**Document excerpt**
#####
The Phase 1 integrated variant set does not report the depth of coverage for each individual at each site. We instead report genotype likelihoods and dosage. If you would like to see depth of coverage numbers you will need to calculate them directly.
The bedtools suite provides a method to do this.
genomeCoverageBed is a tool which can provide a bed file which specifies coverage for every base in the genome and intersectBed which will provide an intersection between two vcf/bed/bam files
These commands also require samtools, tabix and vcftools to be installed
An example set of commands would be
samtools view -b ftp://ftp.1000genomes.ebi.ac.uk/vol1/ftp/data/HG01375/alignment/HG01375.mapped.ILLUMINA.bwa.CLM.low_coverage.20120522.bam 2:1,000,000-2,000,000 | genomeCoverageBed -ibam stdin -bg > coverage.bg
This command gives you a bedgraph file of the coverage of the HG01375 bam between 2:1,000,000-2,000,000
tabix -h http://ftp.1000genomes.ebi.ac.uk/vol1/ftp/phase1/analysis_results/integrated_call_sets/ALL.chr2.integrated_phase1_v3.20101123.snps_indels_svs.genotypes.vcf.gz 2:1,000,000-2,000,000 | vcf-subset -c HG01375 | bgzip -c > HG01375.vcf.gz
This command gives you the vcf file for 2:1,000,000-2,000,000 with just the genotypes for HG01375
To get the coverage for all those sites you would use
intersectBed -a HG01375.vcf.gz -b coverage.bg -wb > depth_numbers.vcf
You can find more information about bed file formats please see the Ensembl File Formats Help
For more information you may wish to look at our documentation about data slicing
As the majority of sites in the genome only has only been sequenced to low coverage, in all our individuals some sites genotypes will be based on imputation.
The process used to create our genotypes first gave our merged sites and genotype likelihoods sets to Beagle to generate initial haplotypes (using 50 interations across all samples) and these were refined using a modified version of Thunder (it used 300 states chosen by longest matching haplotype at each iteration in addition to 100 randomly chosen states).
This process means we are unable to precisely identify which sites used imputation to generate their genotype. Without this process the approximate error rate for our heterozygous sites would be 20% so you can estimate that 20% of our heterozgous sites will have been changed on the basis of imputation. The sites covered by our exome sequencing represent our highest accuracy sites and these are the least likely to have been changed by this process. The converse is also true any site without any sequence alignment will have been imputed. You can find the depth of coverage at any site using our bam files. Other sites may have been given greater evidence on the basis of the imputation and refinement process.
You can find out more about this in our Phase 1 paper.
#####
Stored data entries

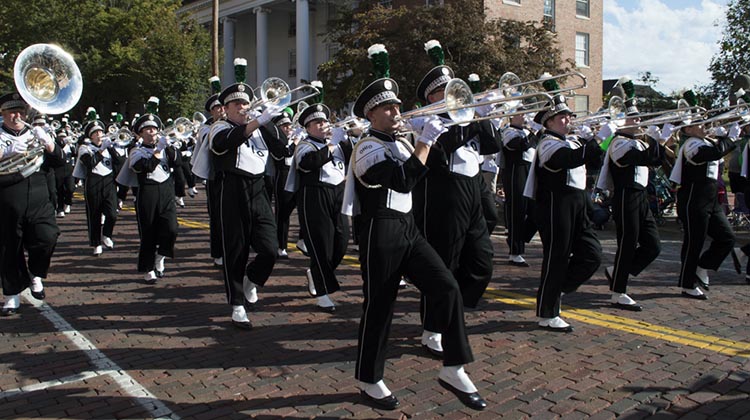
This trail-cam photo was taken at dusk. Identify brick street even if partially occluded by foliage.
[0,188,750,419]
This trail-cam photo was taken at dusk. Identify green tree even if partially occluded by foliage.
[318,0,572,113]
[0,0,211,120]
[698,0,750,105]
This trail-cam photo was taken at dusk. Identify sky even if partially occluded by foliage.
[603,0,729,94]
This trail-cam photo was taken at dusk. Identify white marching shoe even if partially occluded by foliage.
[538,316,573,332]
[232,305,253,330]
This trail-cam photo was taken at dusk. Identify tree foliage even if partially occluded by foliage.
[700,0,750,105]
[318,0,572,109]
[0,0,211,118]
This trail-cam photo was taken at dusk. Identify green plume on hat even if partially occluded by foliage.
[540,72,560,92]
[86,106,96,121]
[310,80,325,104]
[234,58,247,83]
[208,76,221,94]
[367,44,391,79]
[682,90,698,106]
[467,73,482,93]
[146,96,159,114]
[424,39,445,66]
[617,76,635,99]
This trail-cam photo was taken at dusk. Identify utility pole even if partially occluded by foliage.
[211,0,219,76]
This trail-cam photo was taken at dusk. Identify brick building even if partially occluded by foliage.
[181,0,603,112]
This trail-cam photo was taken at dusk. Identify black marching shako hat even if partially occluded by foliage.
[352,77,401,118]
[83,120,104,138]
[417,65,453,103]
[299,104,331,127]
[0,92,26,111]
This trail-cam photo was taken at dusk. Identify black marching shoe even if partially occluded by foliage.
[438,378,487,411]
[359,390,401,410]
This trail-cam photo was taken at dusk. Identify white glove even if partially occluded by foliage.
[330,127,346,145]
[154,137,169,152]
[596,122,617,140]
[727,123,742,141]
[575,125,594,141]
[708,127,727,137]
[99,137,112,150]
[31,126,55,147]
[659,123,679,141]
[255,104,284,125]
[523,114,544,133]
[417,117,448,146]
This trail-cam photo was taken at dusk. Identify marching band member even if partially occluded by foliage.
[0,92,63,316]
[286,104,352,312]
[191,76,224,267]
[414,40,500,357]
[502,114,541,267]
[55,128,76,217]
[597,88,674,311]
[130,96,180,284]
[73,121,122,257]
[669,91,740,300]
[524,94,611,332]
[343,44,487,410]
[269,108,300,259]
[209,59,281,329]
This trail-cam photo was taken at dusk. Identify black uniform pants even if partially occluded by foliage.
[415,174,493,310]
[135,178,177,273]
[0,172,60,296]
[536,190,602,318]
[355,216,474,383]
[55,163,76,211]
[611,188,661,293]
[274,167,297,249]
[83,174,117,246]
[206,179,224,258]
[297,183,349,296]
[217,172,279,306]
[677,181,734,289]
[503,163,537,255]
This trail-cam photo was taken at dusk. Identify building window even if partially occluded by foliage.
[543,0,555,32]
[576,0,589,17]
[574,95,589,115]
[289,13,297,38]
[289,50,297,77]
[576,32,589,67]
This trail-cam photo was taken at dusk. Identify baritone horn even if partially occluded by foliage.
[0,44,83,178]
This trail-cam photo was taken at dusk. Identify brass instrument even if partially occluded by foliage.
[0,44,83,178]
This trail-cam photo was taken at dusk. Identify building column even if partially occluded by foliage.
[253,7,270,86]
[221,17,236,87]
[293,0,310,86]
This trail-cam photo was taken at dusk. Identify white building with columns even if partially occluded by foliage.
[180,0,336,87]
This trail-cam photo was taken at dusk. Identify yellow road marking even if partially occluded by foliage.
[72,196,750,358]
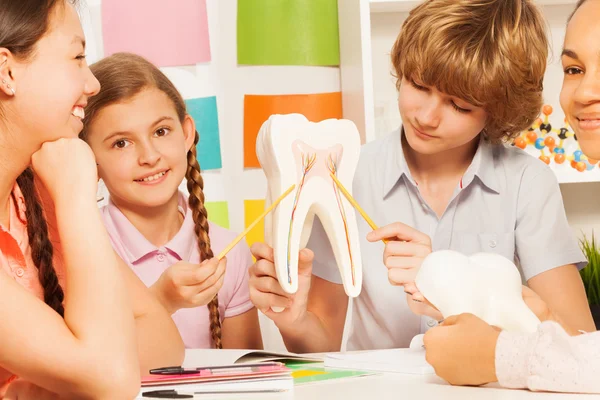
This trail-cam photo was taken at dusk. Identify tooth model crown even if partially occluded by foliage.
#####
**What you have to do**
Please decide whether each statement below agrees with the depth of coverage text. Answer yes or no and quote the words from that text that settle it.
1. The Phase 1 integrated variant set reports the depth of coverage for each individual at each site.
2. Sites covered by exome sequencing are the most likely to have been changed by the imputation process.
3. Any site without any sequence alignment will have been imputed.

**Response**
1. No: "The Phase 1 integrated variant set does not report the depth of coverage for each individual at each site."
2. No: "these are the least likely to have been changed by this process"
3. Yes: "any site without any sequence alignment will have been imputed"